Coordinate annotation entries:
[Start]
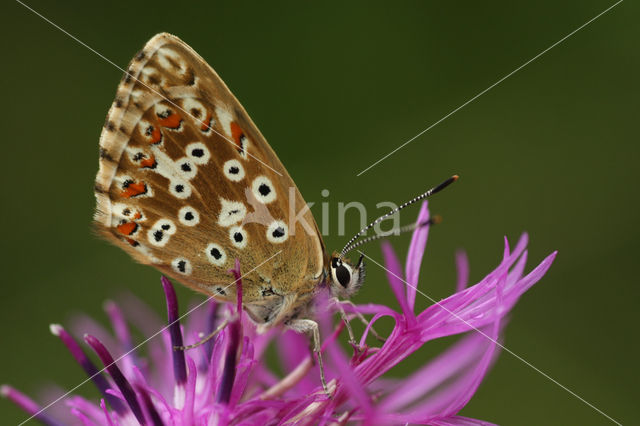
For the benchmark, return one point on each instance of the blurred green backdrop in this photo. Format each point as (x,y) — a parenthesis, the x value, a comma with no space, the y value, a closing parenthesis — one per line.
(335,86)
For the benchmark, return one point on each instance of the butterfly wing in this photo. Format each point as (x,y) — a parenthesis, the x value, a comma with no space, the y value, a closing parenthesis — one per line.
(188,184)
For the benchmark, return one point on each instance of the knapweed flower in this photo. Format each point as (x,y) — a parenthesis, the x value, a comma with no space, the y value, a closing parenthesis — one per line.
(228,381)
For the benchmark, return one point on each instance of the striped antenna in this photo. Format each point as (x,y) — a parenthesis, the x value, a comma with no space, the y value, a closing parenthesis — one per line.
(407,228)
(422,196)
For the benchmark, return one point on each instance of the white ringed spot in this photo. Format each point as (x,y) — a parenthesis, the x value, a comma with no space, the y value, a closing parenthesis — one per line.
(233,170)
(188,216)
(198,153)
(187,168)
(231,212)
(277,232)
(180,189)
(160,232)
(238,237)
(263,189)
(182,266)
(216,254)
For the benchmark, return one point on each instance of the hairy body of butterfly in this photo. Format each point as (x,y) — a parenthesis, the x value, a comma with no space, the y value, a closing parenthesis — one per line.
(188,184)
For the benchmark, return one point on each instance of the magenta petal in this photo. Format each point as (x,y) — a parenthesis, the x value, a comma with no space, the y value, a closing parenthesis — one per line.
(27,404)
(394,275)
(435,373)
(460,421)
(462,267)
(416,252)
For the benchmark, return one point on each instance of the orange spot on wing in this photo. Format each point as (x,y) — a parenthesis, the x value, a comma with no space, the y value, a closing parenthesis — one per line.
(133,242)
(156,136)
(236,135)
(127,228)
(206,123)
(149,162)
(172,121)
(133,189)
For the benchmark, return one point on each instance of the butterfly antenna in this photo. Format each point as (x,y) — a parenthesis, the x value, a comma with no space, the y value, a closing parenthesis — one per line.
(422,196)
(394,232)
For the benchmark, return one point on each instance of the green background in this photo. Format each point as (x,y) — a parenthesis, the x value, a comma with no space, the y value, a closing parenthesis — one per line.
(334,87)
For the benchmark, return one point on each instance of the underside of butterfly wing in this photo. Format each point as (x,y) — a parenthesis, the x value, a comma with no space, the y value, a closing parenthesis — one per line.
(188,184)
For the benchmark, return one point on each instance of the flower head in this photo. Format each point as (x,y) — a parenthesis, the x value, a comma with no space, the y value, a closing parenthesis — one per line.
(227,381)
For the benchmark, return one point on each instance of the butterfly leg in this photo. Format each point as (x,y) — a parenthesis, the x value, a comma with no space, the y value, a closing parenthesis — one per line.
(343,314)
(206,338)
(311,328)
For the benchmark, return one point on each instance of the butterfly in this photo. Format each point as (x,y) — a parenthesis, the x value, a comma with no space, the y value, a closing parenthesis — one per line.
(188,184)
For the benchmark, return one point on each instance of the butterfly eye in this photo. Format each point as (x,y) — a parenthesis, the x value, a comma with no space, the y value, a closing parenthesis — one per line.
(343,275)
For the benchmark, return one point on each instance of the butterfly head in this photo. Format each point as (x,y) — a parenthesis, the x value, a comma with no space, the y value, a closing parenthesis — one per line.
(346,278)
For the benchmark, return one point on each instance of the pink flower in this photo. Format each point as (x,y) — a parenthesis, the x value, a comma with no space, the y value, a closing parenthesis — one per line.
(227,381)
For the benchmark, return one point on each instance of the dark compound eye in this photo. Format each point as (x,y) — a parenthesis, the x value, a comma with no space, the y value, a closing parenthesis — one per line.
(343,275)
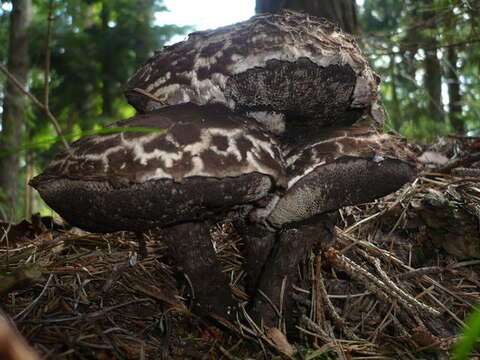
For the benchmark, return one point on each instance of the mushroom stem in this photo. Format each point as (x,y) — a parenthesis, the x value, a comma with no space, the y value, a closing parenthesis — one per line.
(273,298)
(142,245)
(193,252)
(258,246)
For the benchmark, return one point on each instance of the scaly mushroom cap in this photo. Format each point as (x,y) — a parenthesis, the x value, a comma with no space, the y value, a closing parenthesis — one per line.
(207,161)
(271,66)
(347,167)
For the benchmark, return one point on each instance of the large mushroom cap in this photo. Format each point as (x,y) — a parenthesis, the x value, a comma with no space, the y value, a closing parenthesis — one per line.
(271,67)
(347,167)
(207,161)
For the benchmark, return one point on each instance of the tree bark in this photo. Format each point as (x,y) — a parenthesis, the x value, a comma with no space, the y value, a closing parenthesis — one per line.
(342,12)
(13,117)
(455,97)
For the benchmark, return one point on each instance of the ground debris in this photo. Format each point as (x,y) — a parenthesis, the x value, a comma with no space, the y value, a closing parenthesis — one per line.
(397,283)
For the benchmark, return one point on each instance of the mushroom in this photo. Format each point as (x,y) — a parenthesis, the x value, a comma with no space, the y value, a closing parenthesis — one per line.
(207,162)
(347,166)
(292,72)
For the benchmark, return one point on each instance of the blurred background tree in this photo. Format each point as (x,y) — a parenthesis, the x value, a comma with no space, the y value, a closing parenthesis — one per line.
(425,51)
(96,45)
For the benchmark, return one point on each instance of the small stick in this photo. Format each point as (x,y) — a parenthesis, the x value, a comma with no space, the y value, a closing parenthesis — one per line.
(37,103)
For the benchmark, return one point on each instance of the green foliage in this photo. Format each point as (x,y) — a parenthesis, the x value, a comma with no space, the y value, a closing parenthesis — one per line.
(95,46)
(467,341)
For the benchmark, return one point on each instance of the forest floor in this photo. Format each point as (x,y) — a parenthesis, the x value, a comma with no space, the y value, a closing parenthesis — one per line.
(401,277)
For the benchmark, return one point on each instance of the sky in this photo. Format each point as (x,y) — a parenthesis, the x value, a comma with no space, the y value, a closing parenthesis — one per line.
(205,14)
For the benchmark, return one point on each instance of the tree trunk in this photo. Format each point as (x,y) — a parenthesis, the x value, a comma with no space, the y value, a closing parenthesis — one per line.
(396,117)
(13,118)
(342,12)
(107,91)
(455,97)
(433,70)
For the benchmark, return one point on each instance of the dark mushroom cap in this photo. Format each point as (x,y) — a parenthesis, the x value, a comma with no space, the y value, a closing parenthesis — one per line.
(270,67)
(349,166)
(207,161)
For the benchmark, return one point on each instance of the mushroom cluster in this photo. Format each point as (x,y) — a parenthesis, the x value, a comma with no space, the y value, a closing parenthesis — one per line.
(256,122)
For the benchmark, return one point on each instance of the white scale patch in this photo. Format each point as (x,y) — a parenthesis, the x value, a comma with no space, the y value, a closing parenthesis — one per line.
(296,42)
(374,138)
(135,146)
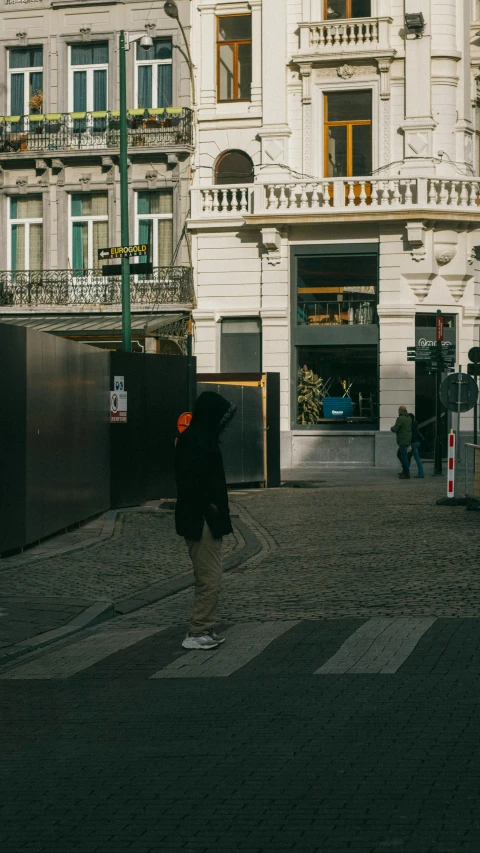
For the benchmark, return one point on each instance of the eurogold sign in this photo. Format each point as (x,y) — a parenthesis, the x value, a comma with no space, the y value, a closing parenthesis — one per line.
(124,251)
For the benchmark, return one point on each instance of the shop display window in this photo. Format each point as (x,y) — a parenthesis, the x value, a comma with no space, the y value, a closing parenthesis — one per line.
(337,385)
(337,290)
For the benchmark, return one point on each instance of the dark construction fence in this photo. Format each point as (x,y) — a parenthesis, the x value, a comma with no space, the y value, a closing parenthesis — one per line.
(61,461)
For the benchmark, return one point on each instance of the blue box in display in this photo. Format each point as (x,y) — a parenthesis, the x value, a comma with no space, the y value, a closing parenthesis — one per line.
(337,407)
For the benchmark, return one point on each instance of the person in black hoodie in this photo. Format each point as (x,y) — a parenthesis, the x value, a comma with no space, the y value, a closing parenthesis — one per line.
(201,513)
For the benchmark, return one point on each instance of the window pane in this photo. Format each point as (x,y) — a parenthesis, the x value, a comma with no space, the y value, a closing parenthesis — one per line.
(26,57)
(361,9)
(164,95)
(17,94)
(79,245)
(165,242)
(99,90)
(337,152)
(144,86)
(235,28)
(234,167)
(26,208)
(100,240)
(337,290)
(349,106)
(226,72)
(90,54)
(93,204)
(244,70)
(80,91)
(36,247)
(36,91)
(162,49)
(336,384)
(336,9)
(18,247)
(361,149)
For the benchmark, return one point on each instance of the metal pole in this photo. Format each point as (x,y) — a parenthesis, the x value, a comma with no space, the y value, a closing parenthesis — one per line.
(438,416)
(126,314)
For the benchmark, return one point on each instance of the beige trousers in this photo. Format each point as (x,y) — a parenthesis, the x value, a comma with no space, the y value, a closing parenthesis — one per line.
(206,557)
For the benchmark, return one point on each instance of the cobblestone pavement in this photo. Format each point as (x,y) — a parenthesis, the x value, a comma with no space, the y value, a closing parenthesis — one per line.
(342,713)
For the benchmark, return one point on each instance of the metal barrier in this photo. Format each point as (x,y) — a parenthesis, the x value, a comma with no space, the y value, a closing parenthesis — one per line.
(472,471)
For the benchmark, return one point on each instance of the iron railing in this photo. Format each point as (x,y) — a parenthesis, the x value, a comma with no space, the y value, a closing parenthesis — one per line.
(165,286)
(151,128)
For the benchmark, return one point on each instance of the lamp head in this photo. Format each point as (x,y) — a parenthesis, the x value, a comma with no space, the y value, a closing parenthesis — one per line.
(171,9)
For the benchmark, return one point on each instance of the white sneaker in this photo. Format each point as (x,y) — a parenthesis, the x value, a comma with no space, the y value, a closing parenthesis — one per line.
(204,642)
(217,637)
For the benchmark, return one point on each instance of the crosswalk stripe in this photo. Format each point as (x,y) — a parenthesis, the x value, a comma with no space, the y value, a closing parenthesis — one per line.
(244,642)
(381,645)
(66,662)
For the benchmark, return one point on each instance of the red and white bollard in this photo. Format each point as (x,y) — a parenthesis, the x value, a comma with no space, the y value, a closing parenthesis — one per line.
(451,466)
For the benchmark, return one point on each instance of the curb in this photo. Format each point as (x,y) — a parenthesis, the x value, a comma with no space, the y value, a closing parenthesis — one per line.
(106,532)
(100,611)
(158,592)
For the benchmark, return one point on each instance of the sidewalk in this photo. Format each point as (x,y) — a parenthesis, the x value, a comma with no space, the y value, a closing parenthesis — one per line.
(112,565)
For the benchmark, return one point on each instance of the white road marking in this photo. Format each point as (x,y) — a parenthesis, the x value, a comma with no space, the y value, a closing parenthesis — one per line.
(381,645)
(244,642)
(68,661)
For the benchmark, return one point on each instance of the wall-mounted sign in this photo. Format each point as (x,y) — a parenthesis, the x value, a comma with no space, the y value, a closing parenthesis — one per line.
(118,407)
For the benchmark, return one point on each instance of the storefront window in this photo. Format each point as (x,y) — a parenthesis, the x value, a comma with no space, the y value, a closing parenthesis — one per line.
(337,290)
(337,385)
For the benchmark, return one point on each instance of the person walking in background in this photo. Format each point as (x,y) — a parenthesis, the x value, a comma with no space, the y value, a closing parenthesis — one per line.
(403,429)
(416,442)
(201,513)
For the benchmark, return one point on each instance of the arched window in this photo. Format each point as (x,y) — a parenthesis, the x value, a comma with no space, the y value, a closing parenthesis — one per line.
(234,167)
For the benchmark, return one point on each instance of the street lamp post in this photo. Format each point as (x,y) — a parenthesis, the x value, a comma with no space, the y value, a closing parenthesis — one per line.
(125,41)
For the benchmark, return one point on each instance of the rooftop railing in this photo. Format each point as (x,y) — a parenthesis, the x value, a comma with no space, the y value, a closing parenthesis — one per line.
(167,127)
(165,286)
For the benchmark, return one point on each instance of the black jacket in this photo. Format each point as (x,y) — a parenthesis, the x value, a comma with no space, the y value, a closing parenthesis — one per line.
(199,470)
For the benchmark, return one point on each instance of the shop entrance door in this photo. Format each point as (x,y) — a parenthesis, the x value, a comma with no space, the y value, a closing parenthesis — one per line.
(425,383)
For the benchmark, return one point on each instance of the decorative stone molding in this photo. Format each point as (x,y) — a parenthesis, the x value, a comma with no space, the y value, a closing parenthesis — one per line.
(457,284)
(22,185)
(384,71)
(306,75)
(416,239)
(58,168)
(271,242)
(108,168)
(420,283)
(85,180)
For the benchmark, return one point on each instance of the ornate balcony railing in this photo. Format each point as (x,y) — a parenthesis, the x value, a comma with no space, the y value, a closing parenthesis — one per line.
(166,286)
(350,34)
(151,128)
(326,196)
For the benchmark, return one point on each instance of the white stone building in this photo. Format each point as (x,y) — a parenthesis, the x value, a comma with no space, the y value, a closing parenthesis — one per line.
(335,206)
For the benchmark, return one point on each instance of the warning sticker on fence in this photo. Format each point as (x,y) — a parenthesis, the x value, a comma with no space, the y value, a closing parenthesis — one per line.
(118,407)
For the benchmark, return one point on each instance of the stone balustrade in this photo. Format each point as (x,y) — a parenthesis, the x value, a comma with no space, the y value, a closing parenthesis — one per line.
(351,34)
(327,195)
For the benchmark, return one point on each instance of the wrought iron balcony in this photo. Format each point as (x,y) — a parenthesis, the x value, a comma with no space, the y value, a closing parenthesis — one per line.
(170,127)
(166,286)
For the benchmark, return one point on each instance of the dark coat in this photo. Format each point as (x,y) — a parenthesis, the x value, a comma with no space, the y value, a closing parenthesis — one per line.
(199,472)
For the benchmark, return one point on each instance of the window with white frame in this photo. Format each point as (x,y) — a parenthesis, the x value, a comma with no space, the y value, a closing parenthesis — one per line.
(154,75)
(25,80)
(88,77)
(88,229)
(155,225)
(25,245)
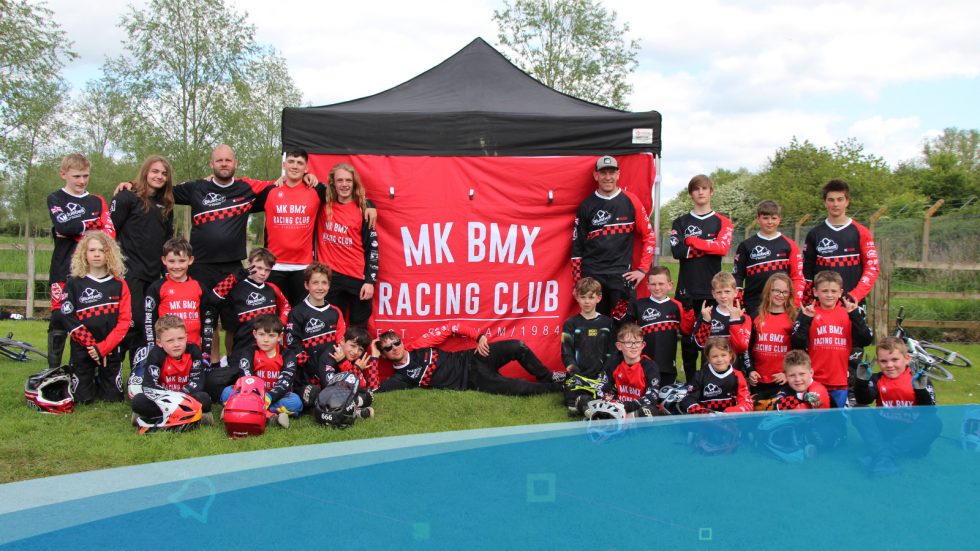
[End]
Copy out word for word every line of the records, starting with the line that contains "the dark coat" and going on through the end of the records. Leave the pictures out of your answer.

For the benchmark, return one point on each instance of the dark coat in this photo. Format each point as (x,y) — a parenthesis, the x value, a comma with no space, the y value, a closing parenthesis — one per line.
(199,472)
For the benchmark, return one point on each instance of the window with white frame in this photo. Format each point as (x,y) — a parenthesis, the x value, a comma with no space, the y value, a closing parenthesis — one per line.
(154,75)
(25,80)
(88,77)
(88,229)
(155,225)
(25,245)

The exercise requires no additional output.